Data for this task START

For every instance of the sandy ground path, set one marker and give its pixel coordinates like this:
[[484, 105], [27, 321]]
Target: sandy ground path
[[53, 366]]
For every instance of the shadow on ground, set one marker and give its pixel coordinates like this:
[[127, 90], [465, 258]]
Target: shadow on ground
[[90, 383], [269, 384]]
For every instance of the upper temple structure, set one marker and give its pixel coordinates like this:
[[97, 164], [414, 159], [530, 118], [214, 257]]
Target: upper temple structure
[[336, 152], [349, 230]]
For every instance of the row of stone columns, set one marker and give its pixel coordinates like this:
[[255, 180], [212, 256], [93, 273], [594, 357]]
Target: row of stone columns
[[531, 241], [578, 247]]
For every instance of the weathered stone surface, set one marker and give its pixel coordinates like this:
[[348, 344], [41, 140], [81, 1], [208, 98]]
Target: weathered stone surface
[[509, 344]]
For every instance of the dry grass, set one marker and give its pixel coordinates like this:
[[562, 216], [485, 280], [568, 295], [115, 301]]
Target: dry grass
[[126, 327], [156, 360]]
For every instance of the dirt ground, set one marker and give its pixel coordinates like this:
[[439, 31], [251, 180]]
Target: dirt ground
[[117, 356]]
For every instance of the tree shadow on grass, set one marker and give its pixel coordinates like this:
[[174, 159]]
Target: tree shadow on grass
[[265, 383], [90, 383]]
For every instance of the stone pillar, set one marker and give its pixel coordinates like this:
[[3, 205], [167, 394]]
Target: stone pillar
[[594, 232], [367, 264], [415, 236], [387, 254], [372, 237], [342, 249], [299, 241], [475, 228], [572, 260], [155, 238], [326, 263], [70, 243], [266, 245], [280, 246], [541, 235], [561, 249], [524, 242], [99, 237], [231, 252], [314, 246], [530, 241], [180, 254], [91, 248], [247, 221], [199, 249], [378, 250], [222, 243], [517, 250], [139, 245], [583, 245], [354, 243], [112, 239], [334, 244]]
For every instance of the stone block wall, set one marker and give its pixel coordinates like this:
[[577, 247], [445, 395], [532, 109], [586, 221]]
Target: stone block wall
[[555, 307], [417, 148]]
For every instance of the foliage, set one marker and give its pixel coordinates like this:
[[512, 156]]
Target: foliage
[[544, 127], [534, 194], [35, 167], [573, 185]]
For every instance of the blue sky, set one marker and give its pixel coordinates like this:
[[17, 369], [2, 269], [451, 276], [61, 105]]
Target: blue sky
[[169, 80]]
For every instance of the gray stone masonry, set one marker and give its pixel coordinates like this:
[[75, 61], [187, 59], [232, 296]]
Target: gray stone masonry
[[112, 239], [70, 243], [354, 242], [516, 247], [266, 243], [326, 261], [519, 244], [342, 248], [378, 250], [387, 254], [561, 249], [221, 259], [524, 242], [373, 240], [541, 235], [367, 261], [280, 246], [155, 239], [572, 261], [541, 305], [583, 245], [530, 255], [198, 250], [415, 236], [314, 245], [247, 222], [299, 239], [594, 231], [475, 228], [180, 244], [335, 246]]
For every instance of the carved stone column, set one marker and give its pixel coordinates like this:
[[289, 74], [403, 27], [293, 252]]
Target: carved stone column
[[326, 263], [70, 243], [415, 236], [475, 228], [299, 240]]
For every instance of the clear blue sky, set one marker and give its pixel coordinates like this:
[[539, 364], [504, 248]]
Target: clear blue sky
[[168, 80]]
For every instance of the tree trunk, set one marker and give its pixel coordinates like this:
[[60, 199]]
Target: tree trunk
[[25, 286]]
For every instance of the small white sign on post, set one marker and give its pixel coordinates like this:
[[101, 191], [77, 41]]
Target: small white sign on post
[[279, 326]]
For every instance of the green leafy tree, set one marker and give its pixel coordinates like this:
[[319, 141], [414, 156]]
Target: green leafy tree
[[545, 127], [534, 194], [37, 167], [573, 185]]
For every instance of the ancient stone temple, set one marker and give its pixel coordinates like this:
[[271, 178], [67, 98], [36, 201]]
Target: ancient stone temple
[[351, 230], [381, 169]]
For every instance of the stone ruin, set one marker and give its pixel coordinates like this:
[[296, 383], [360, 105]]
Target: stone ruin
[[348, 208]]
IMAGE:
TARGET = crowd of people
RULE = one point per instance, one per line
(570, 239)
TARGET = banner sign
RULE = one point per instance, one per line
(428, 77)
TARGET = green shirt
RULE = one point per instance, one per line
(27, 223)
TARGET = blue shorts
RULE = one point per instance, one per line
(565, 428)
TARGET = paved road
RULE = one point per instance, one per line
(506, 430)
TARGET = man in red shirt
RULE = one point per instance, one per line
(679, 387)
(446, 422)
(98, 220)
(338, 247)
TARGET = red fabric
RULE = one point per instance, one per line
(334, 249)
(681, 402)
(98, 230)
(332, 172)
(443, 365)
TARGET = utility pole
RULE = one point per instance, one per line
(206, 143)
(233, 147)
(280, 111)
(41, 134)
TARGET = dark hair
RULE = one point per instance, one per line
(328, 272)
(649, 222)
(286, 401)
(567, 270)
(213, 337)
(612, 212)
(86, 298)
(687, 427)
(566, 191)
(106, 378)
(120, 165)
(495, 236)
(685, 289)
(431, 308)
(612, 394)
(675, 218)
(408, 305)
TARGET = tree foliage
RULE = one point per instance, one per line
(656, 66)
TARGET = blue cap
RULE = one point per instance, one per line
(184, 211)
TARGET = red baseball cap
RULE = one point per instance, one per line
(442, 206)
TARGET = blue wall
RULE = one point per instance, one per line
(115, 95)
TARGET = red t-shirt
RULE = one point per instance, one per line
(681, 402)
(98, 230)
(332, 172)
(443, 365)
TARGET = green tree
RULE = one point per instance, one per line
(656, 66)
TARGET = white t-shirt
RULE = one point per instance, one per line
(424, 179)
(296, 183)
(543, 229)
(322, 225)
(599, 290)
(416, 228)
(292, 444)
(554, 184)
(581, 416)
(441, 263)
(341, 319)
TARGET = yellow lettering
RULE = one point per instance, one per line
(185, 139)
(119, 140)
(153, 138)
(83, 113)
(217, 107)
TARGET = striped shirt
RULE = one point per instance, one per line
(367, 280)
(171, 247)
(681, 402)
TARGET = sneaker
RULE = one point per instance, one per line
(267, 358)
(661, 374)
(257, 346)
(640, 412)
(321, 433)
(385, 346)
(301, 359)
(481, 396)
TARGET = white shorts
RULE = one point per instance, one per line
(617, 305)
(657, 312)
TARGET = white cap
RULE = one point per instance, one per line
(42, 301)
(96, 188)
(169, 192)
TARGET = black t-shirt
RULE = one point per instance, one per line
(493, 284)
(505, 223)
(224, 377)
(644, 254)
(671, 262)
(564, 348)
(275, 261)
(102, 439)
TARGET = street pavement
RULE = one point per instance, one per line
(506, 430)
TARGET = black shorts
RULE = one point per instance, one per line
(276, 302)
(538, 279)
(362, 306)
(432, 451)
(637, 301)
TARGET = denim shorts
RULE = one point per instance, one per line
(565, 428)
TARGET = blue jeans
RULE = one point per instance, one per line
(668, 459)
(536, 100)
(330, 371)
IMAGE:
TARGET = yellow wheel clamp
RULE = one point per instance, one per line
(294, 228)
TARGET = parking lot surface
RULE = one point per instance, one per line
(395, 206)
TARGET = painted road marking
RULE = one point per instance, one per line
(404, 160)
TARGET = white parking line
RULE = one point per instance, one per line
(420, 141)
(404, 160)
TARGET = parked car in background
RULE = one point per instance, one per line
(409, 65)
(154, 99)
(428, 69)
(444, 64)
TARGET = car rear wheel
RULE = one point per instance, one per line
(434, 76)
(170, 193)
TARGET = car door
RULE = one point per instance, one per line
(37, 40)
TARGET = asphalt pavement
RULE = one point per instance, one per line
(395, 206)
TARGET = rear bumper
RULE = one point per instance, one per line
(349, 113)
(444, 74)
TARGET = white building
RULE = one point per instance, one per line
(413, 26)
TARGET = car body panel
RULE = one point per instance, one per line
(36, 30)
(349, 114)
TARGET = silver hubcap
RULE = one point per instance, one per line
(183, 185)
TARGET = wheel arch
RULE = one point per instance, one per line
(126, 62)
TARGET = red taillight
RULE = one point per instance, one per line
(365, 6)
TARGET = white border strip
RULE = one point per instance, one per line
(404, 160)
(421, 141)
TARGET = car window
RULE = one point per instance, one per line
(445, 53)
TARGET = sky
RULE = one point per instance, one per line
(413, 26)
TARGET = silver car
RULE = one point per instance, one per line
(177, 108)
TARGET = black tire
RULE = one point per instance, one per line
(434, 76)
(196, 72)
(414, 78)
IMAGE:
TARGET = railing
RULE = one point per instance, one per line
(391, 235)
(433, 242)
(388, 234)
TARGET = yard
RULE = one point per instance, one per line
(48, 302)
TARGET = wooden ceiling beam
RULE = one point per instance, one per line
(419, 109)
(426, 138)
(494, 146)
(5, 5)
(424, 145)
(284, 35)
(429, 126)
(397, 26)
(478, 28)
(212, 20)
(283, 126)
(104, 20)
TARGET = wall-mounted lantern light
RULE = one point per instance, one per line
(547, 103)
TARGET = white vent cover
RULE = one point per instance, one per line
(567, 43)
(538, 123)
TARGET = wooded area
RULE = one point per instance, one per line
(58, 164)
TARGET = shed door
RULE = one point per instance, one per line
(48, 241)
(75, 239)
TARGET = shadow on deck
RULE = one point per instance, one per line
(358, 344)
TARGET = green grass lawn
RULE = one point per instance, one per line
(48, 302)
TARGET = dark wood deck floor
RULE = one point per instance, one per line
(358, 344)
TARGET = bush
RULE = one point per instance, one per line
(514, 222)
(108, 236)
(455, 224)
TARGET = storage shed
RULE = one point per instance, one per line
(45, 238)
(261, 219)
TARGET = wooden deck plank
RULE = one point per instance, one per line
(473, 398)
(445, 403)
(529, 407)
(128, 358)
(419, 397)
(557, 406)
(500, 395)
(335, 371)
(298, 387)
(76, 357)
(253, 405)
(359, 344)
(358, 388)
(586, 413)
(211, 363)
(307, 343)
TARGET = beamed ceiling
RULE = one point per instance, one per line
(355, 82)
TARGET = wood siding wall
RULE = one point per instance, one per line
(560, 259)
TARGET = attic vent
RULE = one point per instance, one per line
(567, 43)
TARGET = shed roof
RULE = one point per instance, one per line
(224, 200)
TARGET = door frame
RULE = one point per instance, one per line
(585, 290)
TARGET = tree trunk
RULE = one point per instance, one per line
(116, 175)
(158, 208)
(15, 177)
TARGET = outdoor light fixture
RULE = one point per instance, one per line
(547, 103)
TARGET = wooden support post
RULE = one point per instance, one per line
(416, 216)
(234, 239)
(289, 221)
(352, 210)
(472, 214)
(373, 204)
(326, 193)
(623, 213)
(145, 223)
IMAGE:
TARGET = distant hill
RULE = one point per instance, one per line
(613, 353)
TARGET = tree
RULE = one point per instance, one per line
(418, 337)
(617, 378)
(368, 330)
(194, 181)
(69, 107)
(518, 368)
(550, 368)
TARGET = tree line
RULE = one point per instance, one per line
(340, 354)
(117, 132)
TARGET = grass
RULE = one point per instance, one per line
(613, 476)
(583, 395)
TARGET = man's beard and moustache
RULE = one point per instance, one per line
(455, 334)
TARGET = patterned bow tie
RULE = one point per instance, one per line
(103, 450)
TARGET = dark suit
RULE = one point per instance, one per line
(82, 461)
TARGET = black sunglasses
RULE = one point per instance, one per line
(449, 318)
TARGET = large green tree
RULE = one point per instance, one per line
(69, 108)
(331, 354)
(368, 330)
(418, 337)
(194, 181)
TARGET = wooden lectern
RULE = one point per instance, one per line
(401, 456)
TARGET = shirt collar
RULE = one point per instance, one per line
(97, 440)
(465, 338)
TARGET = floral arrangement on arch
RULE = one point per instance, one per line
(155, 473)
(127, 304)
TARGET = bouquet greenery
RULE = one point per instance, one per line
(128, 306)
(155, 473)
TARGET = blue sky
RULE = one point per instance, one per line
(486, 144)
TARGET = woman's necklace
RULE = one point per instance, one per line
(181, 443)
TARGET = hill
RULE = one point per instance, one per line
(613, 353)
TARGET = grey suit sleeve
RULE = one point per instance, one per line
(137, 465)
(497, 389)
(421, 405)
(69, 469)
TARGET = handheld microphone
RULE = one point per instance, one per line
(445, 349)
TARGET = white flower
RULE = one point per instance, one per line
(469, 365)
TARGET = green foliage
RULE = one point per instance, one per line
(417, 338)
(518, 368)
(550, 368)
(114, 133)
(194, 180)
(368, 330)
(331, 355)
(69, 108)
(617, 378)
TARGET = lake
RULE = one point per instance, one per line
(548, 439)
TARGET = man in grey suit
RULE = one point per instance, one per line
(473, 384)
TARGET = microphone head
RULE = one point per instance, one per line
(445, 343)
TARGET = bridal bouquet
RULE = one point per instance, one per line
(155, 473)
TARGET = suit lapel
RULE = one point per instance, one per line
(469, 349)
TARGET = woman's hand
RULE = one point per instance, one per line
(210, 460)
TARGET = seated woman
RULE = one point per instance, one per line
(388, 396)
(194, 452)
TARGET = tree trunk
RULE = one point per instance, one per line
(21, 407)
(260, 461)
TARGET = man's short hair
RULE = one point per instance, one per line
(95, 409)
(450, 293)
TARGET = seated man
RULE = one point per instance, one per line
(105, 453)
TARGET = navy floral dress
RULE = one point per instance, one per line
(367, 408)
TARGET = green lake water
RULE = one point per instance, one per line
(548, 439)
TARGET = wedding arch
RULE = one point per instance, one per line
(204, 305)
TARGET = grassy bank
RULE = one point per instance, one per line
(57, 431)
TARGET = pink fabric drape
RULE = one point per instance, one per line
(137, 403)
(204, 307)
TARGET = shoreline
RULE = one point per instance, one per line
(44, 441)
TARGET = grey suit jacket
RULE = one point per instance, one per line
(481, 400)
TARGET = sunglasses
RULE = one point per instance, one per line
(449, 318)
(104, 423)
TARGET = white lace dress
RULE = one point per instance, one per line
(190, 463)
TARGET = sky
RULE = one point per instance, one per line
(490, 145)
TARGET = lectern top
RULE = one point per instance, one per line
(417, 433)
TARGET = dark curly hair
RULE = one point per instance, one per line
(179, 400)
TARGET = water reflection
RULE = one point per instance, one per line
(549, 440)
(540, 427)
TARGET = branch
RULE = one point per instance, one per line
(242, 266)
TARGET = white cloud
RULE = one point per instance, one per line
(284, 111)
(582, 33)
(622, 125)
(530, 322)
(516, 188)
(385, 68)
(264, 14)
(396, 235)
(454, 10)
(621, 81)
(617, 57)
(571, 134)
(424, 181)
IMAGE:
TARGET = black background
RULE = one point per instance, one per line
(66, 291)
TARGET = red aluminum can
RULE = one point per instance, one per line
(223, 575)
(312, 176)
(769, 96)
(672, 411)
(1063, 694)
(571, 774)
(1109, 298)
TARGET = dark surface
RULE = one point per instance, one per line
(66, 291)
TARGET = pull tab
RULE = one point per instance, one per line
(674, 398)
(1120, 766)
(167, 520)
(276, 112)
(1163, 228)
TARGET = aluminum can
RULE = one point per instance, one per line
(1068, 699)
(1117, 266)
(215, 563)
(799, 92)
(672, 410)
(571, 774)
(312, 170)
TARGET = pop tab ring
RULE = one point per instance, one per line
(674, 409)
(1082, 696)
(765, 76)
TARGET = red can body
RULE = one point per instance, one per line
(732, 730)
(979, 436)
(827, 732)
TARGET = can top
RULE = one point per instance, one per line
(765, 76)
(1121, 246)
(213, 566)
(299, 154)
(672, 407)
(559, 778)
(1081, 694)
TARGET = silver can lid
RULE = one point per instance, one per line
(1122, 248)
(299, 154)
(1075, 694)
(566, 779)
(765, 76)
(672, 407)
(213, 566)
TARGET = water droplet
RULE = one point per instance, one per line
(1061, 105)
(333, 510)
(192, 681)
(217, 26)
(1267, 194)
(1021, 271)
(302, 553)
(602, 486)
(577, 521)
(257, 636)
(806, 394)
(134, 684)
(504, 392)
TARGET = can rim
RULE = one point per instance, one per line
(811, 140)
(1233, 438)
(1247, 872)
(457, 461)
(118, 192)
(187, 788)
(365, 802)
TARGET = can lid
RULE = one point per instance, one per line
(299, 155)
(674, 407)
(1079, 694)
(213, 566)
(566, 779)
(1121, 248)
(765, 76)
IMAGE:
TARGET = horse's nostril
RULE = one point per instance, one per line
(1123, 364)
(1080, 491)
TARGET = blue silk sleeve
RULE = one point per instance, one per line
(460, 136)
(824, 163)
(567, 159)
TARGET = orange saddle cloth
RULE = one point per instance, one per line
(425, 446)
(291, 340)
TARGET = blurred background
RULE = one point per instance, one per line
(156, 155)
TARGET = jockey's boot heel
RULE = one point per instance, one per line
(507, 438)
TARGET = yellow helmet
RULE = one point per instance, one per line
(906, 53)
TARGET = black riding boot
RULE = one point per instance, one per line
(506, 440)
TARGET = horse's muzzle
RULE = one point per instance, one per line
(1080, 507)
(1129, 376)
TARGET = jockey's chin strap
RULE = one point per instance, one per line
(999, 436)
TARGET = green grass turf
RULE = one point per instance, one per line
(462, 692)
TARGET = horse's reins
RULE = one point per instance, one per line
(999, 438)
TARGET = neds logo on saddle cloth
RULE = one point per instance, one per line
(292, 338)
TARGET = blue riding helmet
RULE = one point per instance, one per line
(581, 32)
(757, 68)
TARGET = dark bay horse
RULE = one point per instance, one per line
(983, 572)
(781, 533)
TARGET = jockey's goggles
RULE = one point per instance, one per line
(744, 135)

Data for this task END

Try it
In the entries above, find each line with the word "riding" and copy it.

Response area
TARGET = black riding boot
TARGET = blue riding helmet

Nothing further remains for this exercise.